[Region pointing data]

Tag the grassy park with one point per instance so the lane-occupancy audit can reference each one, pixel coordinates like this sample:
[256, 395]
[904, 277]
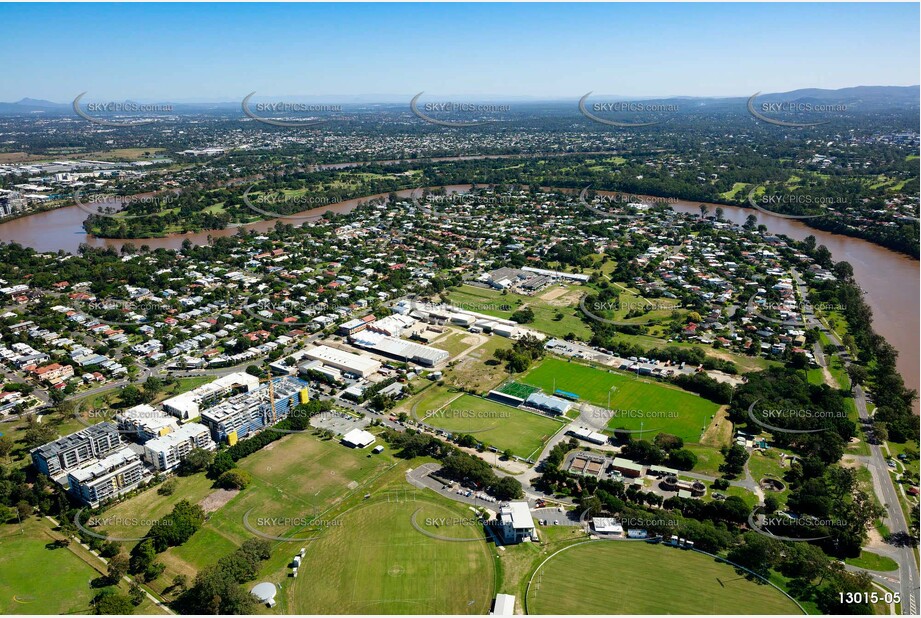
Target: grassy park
[523, 433]
[650, 579]
[378, 562]
[658, 407]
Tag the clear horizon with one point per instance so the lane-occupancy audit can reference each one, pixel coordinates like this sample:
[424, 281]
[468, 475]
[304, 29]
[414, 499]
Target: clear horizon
[208, 53]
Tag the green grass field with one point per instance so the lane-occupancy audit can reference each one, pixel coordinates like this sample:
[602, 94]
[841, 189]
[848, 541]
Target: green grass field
[133, 518]
[873, 562]
[25, 565]
[546, 304]
[516, 389]
[658, 407]
[606, 577]
[378, 563]
[295, 480]
[504, 427]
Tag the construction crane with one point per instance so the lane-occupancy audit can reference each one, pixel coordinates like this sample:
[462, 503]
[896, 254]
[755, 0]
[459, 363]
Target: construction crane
[271, 394]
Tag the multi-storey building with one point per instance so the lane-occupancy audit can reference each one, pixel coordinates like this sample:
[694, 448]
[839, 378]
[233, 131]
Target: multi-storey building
[107, 478]
[76, 449]
[243, 414]
[166, 452]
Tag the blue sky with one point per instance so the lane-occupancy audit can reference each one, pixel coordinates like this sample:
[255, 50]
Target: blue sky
[182, 52]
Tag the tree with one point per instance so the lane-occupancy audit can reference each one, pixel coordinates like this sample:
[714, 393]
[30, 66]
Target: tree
[136, 594]
[771, 504]
[758, 553]
[180, 582]
[735, 457]
[109, 602]
[6, 446]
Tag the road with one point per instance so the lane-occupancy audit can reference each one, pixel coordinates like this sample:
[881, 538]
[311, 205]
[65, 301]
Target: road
[895, 517]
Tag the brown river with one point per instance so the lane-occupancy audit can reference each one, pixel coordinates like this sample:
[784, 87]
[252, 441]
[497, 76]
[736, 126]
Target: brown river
[890, 280]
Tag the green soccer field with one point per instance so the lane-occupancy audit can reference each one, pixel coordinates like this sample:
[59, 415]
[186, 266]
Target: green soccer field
[626, 577]
[556, 310]
[377, 562]
[523, 433]
[639, 403]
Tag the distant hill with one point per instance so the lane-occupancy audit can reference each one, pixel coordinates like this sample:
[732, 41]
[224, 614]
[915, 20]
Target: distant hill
[858, 98]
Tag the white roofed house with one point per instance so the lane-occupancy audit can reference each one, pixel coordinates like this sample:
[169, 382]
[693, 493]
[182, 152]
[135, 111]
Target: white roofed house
[516, 522]
[358, 438]
[166, 452]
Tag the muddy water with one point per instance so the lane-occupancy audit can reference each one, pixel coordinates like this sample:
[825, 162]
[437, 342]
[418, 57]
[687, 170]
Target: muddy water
[890, 280]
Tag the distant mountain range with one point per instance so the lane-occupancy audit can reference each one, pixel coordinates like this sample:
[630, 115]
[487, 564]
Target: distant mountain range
[859, 97]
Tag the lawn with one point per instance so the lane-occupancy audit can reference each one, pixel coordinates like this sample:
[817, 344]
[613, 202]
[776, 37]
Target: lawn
[548, 305]
[26, 562]
[456, 342]
[378, 563]
[295, 480]
[134, 517]
[657, 407]
[29, 563]
[873, 562]
[478, 371]
[638, 578]
[523, 433]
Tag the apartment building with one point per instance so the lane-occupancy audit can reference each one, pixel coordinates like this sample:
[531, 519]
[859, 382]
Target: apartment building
[76, 449]
[107, 478]
[166, 452]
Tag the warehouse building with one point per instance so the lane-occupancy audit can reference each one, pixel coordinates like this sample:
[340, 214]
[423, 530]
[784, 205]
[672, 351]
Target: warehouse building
[628, 468]
[398, 349]
[504, 605]
[76, 449]
[584, 433]
[516, 522]
[107, 478]
[358, 438]
[166, 453]
[361, 366]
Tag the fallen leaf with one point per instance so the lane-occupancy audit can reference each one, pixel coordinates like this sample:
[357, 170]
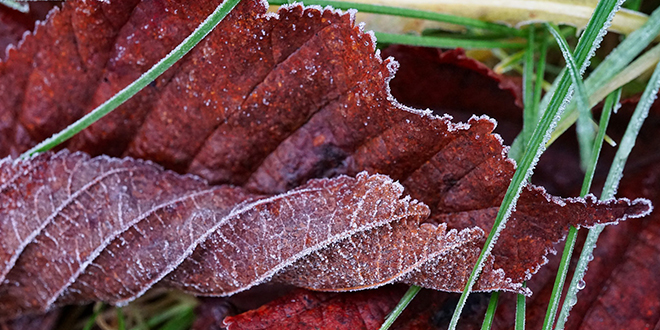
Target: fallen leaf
[518, 13]
[623, 260]
[304, 309]
[88, 229]
[269, 102]
[14, 24]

Work instructions:
Drop the images and quote the entries word for word.

Response:
Tag the grassy park with one point per instance so the lane-occupancy audit can reference each one, pixel coordinates like this sample:
[256, 395]
[904, 277]
Target: grassy park
[523, 433]
[650, 579]
[378, 562]
[658, 407]
Tag the clear horizon with one point per instance so the lane-occupancy audit can reference each one, pixel coordinates like this sample:
[424, 281]
[468, 475]
[304, 29]
[414, 499]
Target: clear horizon
[208, 53]
Tag the green grass field with one point per instance so the lane-occupancy audit can reference each one, pixel coordinates like this sample:
[602, 94]
[841, 189]
[848, 541]
Target: green grass field
[133, 518]
[873, 562]
[25, 565]
[546, 304]
[516, 389]
[658, 407]
[606, 577]
[378, 563]
[295, 480]
[504, 427]
Tag the construction crane with one point per instance so the lane-occupancy audit can reference each one, pixel coordinates like this sample:
[462, 503]
[896, 254]
[755, 0]
[459, 363]
Target: construction crane
[271, 394]
Tag the multi-storey building with one point per instance so the lane-occupancy audit can reference each one, pixel coordinates like this sample:
[694, 448]
[839, 378]
[233, 131]
Target: multi-storey building
[107, 478]
[76, 449]
[243, 414]
[166, 452]
Tag the blue sky with one point per instance so the lane-occupancy audit can reference each one, pixel coordinates like this sample:
[255, 50]
Target: blue sky
[182, 52]
Tag the tree with one point per instance so the lane-occupancy audit can reference each one, pixel coordinates like this sample:
[714, 393]
[30, 66]
Target: tree
[136, 594]
[771, 504]
[758, 553]
[180, 582]
[735, 457]
[109, 602]
[6, 446]
Tag the road with one point per instance so the lane-occupancy audit can reference each one, pixel coordinates like this sample:
[881, 538]
[311, 205]
[65, 301]
Target: road
[895, 517]
Tag the brown river with one point per instance so the lane-occupancy audit can reference each one, pixel coordinates like this sample:
[784, 87]
[252, 441]
[497, 76]
[736, 126]
Target: brown river
[890, 280]
Tag the green soccer field with one point per instance so the lane-occupancy audit can reference each one, pixel coordinates like this sample:
[59, 415]
[186, 266]
Target: green soccer field
[626, 577]
[556, 310]
[377, 562]
[523, 433]
[639, 403]
Tag the distant hill with one point per instance so the lane-occupancy audit can reference each one, pixel coordinates like this sample:
[732, 41]
[224, 614]
[915, 20]
Target: distant hill
[858, 98]
Tag the white roofed house with one point per instance so the lane-occupancy audit can reference each one, pixel coordinates like this sample:
[169, 382]
[693, 493]
[182, 152]
[135, 111]
Target: white roofed house
[516, 522]
[358, 438]
[166, 452]
Tag the muddy water with one point per instance so the lane-occupancy audit can reference each one, pixel coordinates like this sample:
[825, 162]
[437, 342]
[418, 57]
[687, 170]
Target: muddy water
[890, 280]
Tag the distant mountain range with one point per instance so the lane-occupancy audit can reference each one, pixel coordinates like this sample:
[630, 115]
[487, 564]
Target: distant mountain range
[859, 97]
Tag the lawn with one point per instance so the lane-occupancy audit can reference each one, pixel coordinates like this sample:
[817, 344]
[613, 202]
[776, 37]
Target: lawn
[548, 305]
[26, 562]
[456, 342]
[378, 563]
[295, 480]
[134, 517]
[657, 407]
[29, 563]
[873, 562]
[478, 371]
[638, 578]
[523, 433]
Tag the apartment building with one point per instance so the lane-occupancy audit can reference each one, pixel coordinates like this sample:
[531, 519]
[859, 382]
Target: apartment building
[76, 449]
[107, 478]
[166, 452]
Tag the warehouse building with one point per instance so the lane-occupancy audit can reference each one, pixel coordinates like this sample:
[340, 214]
[423, 530]
[784, 205]
[672, 351]
Target: warehouse building
[628, 468]
[398, 349]
[504, 605]
[76, 449]
[584, 433]
[516, 522]
[107, 478]
[358, 438]
[166, 453]
[361, 366]
Tag the fallen leaf with one point per instance so the lane-occupancy audit can reference each one, pixel coordinates like this sample:
[357, 170]
Target: fallen leaf
[518, 13]
[623, 260]
[304, 309]
[88, 229]
[269, 102]
[14, 24]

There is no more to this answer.